■ Extract:

<<<<

Court of Appeals of Maryland
Jun 9, 1904
99 Md. 491 (Md. 1904)

Summary

In Darrin v. Hoff, 99 Md. 492, which was a mandamus case, the record contained certain testimony, but there was no "authentication of it by the judge who heard the case and there" was "no agreement of counsel that it" was "the evidence which was in reality adduced before the court.

Summary of this case from Presbyterian Church v. Pugh Co.

Opinion

Decided June 9th, 1904.

Appeal — Testimony in Record Not Authenticated — Election of Directors of a Corporation at Annual Meeting by Members Present Not Holding a Majority of Stock — By-Laws of Corporations Created Under Code.

When the record on an appeal contains certain testimony which is not authenticated by the trial Judge, or set forth in a bill of exceptions, and there is no agreement of counsel that it is the evidence which was actually adduced before the Judge, such testimony cannot be considered in this Court. Consequently the rulings of the trial Judge on the evidence will be presumed to be correct.

Code, Art. 23, § 57, provides that the affairs of corporations created under that article shall be managed by directors, etc., to be annually elected after notice and that the election shall "be made by such of the stockholders * * * who shall attend for that purpose either in person or by attorney." The share of stock is made by the Code the voting unit and not the shareholder, but it is not provided that the members who attend must represent any particular number of shares, except in two specially designated instances. Held, that the stockholders who attend an annual meeting for the election of directors are entitled to make the election whether they hold a majority of the stock or not, and that therefore at an annual meeting at which only 952 shares out of a total of 3,000 shares were represented, an election of directors made by the shareholders present is valid.

>>>>

Can you pick up the Maryland court opinion on the election of corporate directors and continue it from its last sentence?

[Segmentation data]

<<<<

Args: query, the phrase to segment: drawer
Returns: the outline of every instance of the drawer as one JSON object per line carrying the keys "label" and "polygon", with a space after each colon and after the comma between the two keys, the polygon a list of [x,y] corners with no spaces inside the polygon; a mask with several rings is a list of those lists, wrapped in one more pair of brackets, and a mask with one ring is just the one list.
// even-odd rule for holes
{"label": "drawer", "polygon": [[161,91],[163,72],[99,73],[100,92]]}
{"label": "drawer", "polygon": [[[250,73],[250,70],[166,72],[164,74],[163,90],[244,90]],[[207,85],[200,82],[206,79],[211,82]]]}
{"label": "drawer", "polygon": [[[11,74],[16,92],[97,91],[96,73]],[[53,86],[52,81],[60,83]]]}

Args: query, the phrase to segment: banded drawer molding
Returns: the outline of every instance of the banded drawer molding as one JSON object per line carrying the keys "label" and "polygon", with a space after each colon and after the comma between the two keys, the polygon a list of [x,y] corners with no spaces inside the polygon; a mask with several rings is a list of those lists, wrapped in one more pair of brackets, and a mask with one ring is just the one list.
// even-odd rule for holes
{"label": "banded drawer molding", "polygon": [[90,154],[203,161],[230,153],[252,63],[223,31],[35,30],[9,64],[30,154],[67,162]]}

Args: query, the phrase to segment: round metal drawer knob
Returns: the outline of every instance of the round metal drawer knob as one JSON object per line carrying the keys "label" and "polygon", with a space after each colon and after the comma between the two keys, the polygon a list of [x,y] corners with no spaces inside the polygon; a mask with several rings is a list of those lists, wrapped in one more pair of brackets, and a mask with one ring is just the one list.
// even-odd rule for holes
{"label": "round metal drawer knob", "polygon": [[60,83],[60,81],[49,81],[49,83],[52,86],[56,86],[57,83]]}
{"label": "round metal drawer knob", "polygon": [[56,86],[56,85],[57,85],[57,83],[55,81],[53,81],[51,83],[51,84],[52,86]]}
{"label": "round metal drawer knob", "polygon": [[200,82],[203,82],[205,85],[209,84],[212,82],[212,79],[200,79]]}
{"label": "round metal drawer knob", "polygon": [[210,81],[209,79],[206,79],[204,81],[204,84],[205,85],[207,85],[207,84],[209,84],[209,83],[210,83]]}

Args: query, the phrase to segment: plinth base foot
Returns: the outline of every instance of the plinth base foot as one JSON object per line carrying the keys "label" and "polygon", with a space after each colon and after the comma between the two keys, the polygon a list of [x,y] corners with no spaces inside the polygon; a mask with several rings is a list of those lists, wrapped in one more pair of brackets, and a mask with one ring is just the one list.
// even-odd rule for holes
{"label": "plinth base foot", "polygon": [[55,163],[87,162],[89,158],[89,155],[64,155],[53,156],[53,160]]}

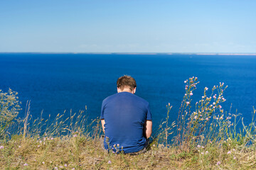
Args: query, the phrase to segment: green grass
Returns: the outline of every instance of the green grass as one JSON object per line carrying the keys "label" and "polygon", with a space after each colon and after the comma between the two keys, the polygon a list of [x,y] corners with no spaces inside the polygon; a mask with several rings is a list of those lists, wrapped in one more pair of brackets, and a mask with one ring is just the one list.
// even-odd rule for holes
{"label": "green grass", "polygon": [[[220,103],[226,87],[220,84],[210,92],[206,87],[192,110],[198,83],[196,77],[186,81],[179,113],[166,106],[166,118],[148,151],[139,155],[103,150],[100,120],[89,121],[86,110],[58,115],[49,123],[32,120],[28,104],[26,118],[11,123],[1,137],[0,169],[256,169],[255,110],[249,125],[224,111]],[[170,123],[170,116],[178,120]]]}

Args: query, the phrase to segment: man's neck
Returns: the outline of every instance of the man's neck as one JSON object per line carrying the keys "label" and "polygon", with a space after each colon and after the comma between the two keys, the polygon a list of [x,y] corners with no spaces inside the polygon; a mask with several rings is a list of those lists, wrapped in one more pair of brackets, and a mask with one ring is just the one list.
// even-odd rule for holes
{"label": "man's neck", "polygon": [[132,91],[130,89],[124,89],[123,90],[119,91],[118,93],[120,92],[128,92],[132,94]]}

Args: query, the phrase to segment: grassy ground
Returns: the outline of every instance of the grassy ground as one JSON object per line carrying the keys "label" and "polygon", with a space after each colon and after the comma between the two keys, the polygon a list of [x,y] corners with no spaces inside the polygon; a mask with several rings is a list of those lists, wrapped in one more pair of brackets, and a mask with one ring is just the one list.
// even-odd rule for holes
{"label": "grassy ground", "polygon": [[6,99],[0,107],[0,169],[256,169],[256,110],[247,125],[225,112],[223,84],[211,93],[206,87],[191,110],[198,81],[192,77],[184,82],[186,94],[174,115],[177,121],[169,122],[171,106],[167,105],[166,118],[154,131],[148,151],[133,156],[103,150],[100,121],[88,121],[86,110],[68,118],[58,115],[48,123],[31,120],[28,104],[25,118],[11,123],[15,109],[6,101],[12,98],[8,103],[13,103],[16,98],[12,91],[2,94]]}
{"label": "grassy ground", "polygon": [[238,146],[231,149],[212,144],[185,151],[151,144],[139,155],[116,154],[102,149],[98,140],[76,135],[43,138],[14,135],[1,144],[1,169],[256,169],[254,148]]}

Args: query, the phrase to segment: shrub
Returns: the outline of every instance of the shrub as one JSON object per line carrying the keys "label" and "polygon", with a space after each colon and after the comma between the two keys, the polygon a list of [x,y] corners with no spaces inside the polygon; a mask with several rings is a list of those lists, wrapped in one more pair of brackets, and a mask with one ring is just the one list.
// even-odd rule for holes
{"label": "shrub", "polygon": [[17,94],[11,89],[7,93],[0,90],[0,137],[3,137],[6,130],[14,123],[18,110],[21,110]]}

>>>>

■ Reply:
A by-law of a corporation created under the Code declared that a majority of the entire stock shall constitute a quorum, each share of which shall be entitled to one vote. The Code empowers such corporations to make by-laws not inconsistent with law. Held, that this by-law is inoperative as to the election of directors because in conflict with Code, Art. 23, § 57, which provides that an election for directors shall be held by the stockholders who may attend the annual meeting, without prescribing that they must represent a majority of the shares.

Code, Art. 23, § 55, provides that the by-laws of each corporation, unless confirmed at a general meeting, shall only have force until the next annual meeting and in default of confirmation shall cease to be in force. Held, that a by-law of a corporation adopted by the directors in September, 1888, and not confirmed at a meeting of the stockholders expired after the annual meeting in January, 1889.

Appeal from the Court of Common Pleas (DOBLER, J.)

The cause was argued before McSHERRY, C.J., FOWLER, BRISCOE, BOYD, PEARCE, SCHMUCKER and JONES, JJ.

T. Rowland Slingluff (with whom were German H.H. Emory and Slingluff Slingluff on the brief), for the appellants.

Randolph Barton, Jr., for the appellees.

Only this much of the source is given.